== Records shown ==

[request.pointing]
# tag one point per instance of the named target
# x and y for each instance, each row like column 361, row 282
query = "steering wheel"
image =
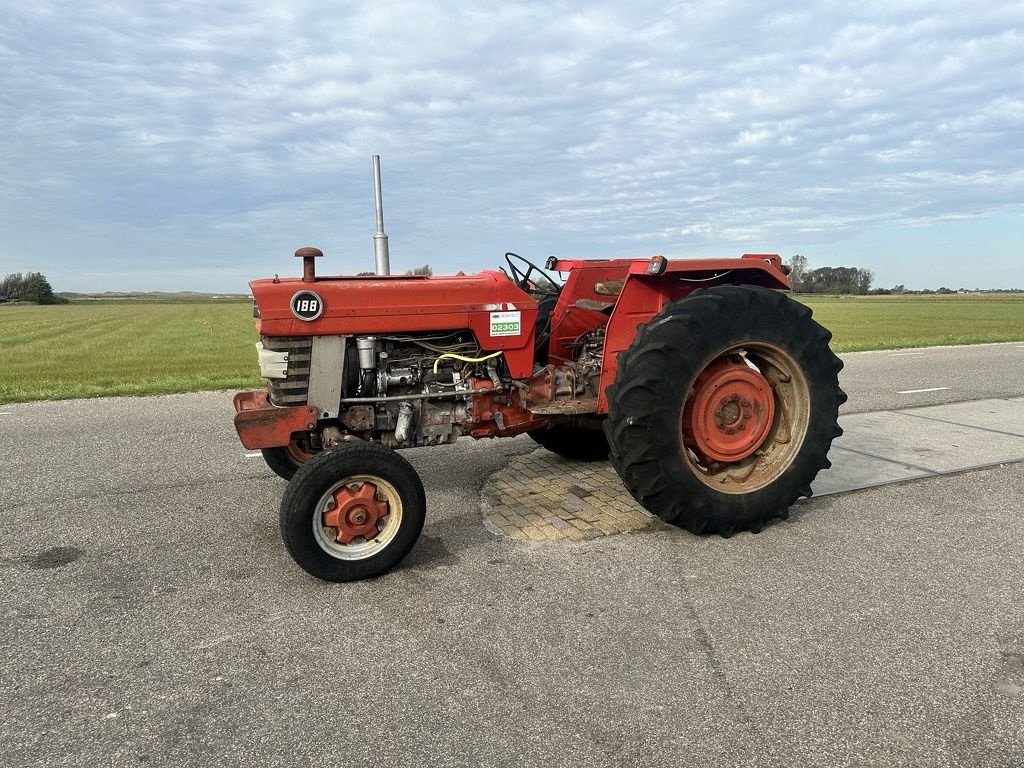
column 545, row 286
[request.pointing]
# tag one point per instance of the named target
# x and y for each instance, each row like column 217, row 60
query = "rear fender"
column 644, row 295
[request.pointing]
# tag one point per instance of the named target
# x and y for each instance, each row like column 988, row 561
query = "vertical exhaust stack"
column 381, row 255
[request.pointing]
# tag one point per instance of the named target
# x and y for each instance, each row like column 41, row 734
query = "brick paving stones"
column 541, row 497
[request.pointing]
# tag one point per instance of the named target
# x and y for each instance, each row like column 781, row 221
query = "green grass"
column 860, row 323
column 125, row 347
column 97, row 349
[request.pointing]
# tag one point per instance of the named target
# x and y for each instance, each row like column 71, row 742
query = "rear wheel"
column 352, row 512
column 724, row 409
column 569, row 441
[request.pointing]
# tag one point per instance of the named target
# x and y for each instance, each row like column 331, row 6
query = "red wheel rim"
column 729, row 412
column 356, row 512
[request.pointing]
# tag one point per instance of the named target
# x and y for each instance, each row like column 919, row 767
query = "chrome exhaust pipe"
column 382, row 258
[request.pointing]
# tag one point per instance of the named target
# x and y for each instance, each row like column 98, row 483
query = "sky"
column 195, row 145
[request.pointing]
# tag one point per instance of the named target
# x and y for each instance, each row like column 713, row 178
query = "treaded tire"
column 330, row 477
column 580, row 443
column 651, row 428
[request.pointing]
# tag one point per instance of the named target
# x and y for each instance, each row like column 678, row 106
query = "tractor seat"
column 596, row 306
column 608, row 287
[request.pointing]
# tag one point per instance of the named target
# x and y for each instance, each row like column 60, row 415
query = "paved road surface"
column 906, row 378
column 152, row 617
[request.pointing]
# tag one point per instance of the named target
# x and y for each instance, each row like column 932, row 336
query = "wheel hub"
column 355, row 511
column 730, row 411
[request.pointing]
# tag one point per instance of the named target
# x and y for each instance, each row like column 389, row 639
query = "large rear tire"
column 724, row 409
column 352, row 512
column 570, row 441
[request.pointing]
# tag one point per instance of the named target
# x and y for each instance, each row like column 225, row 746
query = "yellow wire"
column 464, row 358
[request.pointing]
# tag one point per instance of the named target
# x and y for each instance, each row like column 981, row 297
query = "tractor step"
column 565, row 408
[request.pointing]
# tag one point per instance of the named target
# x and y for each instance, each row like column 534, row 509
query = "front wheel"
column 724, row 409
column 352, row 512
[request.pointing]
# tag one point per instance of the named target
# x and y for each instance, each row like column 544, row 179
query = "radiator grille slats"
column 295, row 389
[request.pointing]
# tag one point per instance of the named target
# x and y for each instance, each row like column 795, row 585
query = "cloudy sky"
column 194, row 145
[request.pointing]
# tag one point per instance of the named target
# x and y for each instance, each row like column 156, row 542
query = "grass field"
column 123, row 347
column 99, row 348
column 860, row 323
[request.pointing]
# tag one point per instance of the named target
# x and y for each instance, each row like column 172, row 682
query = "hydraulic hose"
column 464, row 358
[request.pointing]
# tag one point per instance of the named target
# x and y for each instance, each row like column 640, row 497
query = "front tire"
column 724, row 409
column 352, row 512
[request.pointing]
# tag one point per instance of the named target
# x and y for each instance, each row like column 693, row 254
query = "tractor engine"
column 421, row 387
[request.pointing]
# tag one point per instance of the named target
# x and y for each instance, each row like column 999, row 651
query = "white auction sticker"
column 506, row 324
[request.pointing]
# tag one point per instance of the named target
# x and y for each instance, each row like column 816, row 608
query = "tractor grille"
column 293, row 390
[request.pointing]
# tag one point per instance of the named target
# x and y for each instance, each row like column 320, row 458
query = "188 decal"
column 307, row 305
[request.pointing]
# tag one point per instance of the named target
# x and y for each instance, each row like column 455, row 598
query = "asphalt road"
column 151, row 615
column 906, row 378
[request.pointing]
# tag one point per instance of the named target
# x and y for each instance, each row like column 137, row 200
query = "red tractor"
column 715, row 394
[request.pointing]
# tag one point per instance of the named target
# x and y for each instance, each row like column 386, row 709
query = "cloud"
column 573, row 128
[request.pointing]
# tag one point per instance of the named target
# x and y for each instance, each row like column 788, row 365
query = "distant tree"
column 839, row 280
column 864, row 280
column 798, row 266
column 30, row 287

===
== Records shown ==

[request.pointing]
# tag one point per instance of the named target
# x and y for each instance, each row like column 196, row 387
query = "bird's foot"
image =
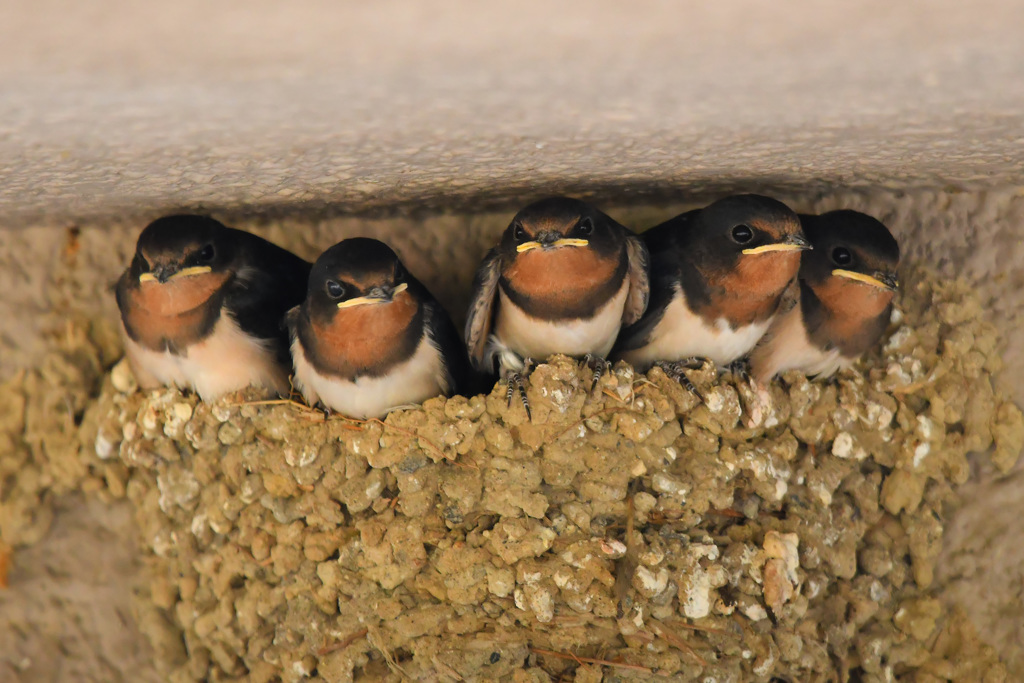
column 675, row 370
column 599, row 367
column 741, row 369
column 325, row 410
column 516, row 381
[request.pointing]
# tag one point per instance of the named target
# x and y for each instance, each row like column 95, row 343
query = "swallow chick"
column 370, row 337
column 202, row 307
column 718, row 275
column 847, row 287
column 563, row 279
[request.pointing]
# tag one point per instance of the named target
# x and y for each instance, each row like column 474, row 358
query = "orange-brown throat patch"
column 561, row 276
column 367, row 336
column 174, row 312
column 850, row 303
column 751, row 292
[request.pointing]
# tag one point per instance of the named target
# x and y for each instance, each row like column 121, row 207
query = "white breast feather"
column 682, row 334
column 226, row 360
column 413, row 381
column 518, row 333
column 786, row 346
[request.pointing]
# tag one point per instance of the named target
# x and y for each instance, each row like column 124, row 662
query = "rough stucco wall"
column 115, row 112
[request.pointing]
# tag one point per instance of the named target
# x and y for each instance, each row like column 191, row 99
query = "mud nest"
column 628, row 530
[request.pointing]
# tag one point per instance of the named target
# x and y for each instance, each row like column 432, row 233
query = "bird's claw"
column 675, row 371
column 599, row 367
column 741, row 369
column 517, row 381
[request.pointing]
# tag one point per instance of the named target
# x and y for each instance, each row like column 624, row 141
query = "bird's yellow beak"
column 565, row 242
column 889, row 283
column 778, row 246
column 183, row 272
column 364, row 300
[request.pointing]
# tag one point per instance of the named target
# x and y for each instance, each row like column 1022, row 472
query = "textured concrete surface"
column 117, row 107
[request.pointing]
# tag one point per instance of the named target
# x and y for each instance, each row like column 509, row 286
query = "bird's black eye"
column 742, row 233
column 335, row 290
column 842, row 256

===

Your task: Gather every line from the records above that contains the word "rear", matching case exactly.

Response below:
query = "rear fender"
query = "rear wheel"
query = "large rear tire"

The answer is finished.